Perhaps SFWA should narrow its membership criteria rather than broadening it. Go back to requiring yearly renewal of credentials. Only credit work which meets a strict definition of "hard science" for science fiction or "hard magic" for fantasy. Take points off if a story contains scientific or magical errors.

Make it really rigorous, and there will be no one to cause trouble in SFWA.

***Two of the questions which keep coming up on soc.genealogy.jewish: What Jewish name corresponds to this English language name? What English-language name corresponds to this Jewish name?

An illustration of why these questions are unanswerable:
The Newest Member of the VC [Volokh Conspiracy] Community

is Eden Daisy Bernstein, born Monday at 4 am, 7 lbs, 4.5 oz, 20.5 inches long, and cute as a button. Her Hebrew name is Shulamit Fayga, after three of her great-grandmothers. I'm very proud of Mrs. Bernstein who endured--yes, that's the right word--her second natural delivery.

**DIRECTIONS FOR THIS TASK**
Reproduce the excerpt above word for word, starting with "An illustration of" and going on through "second natural delivery.".

**DATA ROWS**
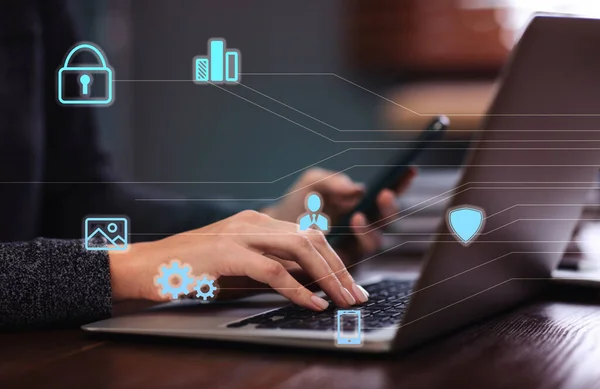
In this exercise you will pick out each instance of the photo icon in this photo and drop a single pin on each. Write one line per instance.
(106, 233)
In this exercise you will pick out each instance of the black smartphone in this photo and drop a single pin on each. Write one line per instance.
(387, 179)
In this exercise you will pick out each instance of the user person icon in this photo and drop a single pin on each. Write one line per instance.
(314, 203)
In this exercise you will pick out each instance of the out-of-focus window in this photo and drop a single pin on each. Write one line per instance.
(513, 15)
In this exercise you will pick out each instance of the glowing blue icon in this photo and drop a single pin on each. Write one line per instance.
(106, 233)
(174, 279)
(465, 222)
(99, 75)
(221, 66)
(349, 327)
(314, 203)
(205, 288)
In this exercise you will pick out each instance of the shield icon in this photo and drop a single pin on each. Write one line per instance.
(465, 222)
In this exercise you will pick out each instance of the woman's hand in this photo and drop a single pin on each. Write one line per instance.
(248, 244)
(340, 194)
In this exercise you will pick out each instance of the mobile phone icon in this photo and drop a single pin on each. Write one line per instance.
(349, 327)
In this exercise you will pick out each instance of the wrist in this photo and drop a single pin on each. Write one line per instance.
(127, 274)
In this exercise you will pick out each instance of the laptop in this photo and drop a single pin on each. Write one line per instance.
(534, 163)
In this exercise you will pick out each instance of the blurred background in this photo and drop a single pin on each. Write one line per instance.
(320, 81)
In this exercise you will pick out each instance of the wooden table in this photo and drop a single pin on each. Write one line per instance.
(550, 343)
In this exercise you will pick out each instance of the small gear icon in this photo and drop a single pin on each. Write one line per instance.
(174, 279)
(211, 288)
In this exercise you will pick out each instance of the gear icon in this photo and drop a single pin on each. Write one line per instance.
(211, 288)
(174, 279)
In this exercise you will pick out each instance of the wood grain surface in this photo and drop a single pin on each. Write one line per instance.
(551, 343)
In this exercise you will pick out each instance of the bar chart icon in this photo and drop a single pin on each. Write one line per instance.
(220, 66)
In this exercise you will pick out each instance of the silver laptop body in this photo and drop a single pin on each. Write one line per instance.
(531, 170)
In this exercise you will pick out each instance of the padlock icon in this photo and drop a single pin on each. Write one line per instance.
(94, 81)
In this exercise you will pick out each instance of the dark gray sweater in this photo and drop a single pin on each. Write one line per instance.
(52, 175)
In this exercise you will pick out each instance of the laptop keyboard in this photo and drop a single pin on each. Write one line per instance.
(387, 303)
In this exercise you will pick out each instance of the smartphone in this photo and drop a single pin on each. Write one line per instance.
(349, 327)
(388, 178)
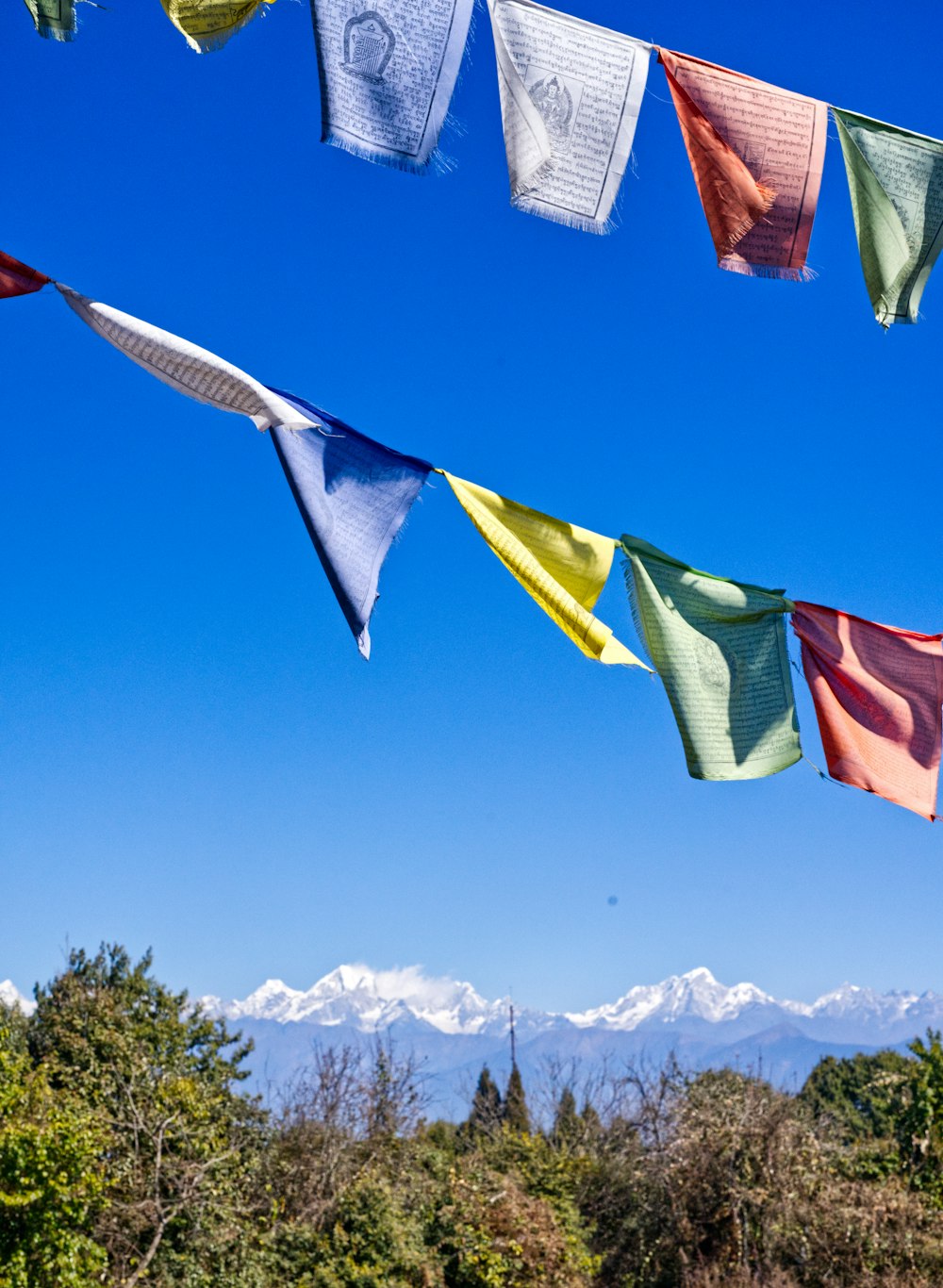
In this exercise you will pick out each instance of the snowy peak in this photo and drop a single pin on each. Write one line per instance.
(697, 995)
(369, 999)
(10, 996)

**FULL ANSWER**
An illustration of why these questions are unanswerable:
The Newest Member of the VC [Volokh Conspiracy] Community

is Eden Daisy Bernstein, born Monday at 4 am, 7 lbs, 4.5 oz, 20.5 inches long, and cute as a button. Her Hebrew name is Shulamit Fayga, after three of her great-grandmothers. I'm very proud of Mrs. Bernstein who endured--yes, that's the right word--her second natural delivery.